◆ LISTED ENTRIES

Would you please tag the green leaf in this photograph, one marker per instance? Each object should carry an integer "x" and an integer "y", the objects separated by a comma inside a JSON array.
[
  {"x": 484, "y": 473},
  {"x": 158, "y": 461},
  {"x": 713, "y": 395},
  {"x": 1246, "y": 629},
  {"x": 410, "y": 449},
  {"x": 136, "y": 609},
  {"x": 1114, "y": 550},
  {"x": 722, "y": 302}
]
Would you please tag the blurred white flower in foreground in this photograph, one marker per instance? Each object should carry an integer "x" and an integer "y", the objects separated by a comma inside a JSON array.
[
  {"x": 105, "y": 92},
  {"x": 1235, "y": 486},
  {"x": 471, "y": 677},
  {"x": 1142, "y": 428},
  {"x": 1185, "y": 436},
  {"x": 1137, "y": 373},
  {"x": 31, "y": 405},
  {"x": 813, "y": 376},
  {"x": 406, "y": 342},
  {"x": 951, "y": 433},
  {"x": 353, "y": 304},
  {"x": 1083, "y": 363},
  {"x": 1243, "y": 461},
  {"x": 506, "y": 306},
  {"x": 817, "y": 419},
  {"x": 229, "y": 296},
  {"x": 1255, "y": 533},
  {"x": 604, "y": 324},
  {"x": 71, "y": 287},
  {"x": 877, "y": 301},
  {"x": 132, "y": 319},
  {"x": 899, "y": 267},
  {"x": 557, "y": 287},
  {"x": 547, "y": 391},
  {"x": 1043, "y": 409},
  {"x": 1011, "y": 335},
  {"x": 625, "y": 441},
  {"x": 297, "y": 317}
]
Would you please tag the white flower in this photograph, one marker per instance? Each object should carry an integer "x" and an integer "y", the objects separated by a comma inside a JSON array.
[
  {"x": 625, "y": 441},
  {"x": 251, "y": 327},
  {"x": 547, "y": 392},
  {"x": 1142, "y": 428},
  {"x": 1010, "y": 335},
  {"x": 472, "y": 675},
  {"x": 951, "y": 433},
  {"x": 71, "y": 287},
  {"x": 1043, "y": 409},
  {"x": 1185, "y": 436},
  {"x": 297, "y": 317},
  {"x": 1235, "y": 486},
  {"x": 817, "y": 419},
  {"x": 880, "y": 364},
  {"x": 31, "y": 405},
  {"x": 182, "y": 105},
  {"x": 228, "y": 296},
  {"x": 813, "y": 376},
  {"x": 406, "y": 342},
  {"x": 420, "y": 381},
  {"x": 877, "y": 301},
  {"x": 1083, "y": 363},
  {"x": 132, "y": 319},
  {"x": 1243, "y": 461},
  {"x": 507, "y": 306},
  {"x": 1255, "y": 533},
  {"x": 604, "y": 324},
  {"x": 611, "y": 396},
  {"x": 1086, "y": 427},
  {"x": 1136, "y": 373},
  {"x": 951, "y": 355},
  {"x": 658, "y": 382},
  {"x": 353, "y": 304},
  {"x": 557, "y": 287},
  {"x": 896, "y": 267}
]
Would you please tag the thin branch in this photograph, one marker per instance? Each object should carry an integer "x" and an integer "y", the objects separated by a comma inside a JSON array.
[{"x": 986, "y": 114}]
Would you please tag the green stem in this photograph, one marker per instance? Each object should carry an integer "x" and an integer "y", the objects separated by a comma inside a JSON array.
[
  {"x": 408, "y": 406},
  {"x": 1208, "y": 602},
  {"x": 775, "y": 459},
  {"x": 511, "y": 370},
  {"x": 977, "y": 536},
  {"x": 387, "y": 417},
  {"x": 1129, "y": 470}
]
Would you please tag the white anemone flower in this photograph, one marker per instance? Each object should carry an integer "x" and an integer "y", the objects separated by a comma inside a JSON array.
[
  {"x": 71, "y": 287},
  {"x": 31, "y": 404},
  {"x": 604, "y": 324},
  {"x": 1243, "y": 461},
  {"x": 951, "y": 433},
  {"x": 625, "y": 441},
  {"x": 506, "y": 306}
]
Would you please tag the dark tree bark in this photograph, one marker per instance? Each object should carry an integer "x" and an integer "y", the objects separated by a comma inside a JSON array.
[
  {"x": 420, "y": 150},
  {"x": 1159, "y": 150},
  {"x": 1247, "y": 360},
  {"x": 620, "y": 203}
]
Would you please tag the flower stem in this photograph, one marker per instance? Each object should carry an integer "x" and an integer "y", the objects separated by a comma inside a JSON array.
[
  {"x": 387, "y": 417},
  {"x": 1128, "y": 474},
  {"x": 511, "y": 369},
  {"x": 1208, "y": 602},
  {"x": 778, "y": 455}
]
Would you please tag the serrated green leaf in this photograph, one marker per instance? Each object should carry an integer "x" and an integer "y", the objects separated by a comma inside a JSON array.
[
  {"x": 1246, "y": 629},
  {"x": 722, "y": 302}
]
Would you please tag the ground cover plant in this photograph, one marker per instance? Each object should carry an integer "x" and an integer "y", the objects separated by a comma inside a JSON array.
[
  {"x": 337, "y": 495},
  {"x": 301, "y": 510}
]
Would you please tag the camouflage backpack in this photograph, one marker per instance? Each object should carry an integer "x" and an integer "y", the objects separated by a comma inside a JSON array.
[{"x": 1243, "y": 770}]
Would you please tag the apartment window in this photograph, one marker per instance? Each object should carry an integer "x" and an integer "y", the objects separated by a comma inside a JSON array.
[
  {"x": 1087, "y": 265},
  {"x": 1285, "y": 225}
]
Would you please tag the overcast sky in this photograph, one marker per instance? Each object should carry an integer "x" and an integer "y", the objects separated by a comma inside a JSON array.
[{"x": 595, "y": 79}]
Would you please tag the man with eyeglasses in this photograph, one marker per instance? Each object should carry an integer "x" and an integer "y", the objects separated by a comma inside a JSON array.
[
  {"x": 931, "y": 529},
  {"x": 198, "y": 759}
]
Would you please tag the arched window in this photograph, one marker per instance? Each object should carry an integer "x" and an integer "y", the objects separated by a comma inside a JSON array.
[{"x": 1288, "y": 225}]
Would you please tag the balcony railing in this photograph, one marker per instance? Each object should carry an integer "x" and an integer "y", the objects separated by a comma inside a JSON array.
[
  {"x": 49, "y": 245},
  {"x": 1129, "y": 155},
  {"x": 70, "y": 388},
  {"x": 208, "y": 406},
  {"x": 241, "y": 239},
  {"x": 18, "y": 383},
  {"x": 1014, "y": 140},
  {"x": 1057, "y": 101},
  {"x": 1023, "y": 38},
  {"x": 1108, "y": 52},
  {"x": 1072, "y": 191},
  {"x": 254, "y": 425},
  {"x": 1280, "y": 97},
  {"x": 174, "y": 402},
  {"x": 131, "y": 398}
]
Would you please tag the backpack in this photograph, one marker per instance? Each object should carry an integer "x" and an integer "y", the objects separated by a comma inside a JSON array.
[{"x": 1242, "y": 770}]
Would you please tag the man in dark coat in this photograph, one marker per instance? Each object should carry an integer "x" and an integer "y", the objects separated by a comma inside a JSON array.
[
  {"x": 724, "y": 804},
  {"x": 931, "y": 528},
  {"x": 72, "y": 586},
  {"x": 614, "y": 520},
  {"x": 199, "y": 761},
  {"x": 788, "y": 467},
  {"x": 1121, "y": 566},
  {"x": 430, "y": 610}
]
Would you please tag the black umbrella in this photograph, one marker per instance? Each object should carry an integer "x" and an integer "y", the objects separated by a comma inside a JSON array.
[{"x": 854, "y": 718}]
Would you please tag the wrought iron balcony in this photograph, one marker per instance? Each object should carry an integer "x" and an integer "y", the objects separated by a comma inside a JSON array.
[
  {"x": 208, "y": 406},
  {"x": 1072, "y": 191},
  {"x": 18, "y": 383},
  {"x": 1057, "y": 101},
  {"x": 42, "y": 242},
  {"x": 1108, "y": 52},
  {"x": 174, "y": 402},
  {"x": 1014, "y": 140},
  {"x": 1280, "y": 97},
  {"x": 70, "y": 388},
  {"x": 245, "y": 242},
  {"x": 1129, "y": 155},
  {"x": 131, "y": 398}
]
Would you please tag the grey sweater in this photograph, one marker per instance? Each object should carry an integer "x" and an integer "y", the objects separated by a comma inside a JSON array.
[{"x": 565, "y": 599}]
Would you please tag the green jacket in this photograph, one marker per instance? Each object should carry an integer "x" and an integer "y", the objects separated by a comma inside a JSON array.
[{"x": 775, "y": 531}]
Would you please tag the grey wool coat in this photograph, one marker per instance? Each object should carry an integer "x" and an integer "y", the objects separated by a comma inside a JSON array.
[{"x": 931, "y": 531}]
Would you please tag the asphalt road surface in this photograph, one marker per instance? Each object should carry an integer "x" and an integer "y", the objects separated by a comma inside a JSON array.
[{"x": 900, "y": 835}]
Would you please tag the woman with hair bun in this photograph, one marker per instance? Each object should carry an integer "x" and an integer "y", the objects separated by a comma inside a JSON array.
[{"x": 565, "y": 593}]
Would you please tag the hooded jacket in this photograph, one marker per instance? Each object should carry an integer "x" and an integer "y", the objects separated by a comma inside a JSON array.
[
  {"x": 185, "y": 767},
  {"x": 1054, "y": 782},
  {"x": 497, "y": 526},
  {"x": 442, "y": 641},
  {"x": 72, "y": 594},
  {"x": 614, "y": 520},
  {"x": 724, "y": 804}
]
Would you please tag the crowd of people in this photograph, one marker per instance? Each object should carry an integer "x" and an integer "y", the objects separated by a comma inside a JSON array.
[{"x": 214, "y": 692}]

◆ ACTIVITY
All that should be returned is the run of lines from the one with "Would you please tag the green jacket" to the last line of the material above, copied exactly.

◆ EXPECTED OUTPUT
Would you please tag the green jacket in this photograph, one marker per instance? Each object should carry an integer "x" and an integer "y", the objects separated by a comma inside a JSON array.
[{"x": 775, "y": 531}]
Would you please tag the grey wool coat in this photograph, one marker per instance? Each object should carry an integer "x" and an integer "y", the objects separated by a comma inside a JSON array.
[{"x": 931, "y": 531}]
Would you please tag the asphalt road surface in this photograph, one marker per instance? Each object should carry an integer "x" and an integer "y", the objects separated by a comma inside a JSON array.
[{"x": 900, "y": 835}]
Would you please tag the woman with hair bun in this photograph, one marker per instance? Each object should carry an integer "x" and an integer "y", the objects separated by a comma inside a JSON array.
[{"x": 565, "y": 593}]
Would you please tag the hooded jacket in this photograph, one marker per instance? Each object should carry an integer "x" and an integer "y", the objects separated by a comma inside a JSON array.
[
  {"x": 185, "y": 767},
  {"x": 1054, "y": 782},
  {"x": 497, "y": 526},
  {"x": 442, "y": 641},
  {"x": 72, "y": 594},
  {"x": 614, "y": 520},
  {"x": 724, "y": 804}
]
Would you please tag the crowd of people in this photograph, one marker per instance? Each object should carry an integer "x" and an integer "y", the objects separated by a comma inside a JSON array.
[{"x": 214, "y": 692}]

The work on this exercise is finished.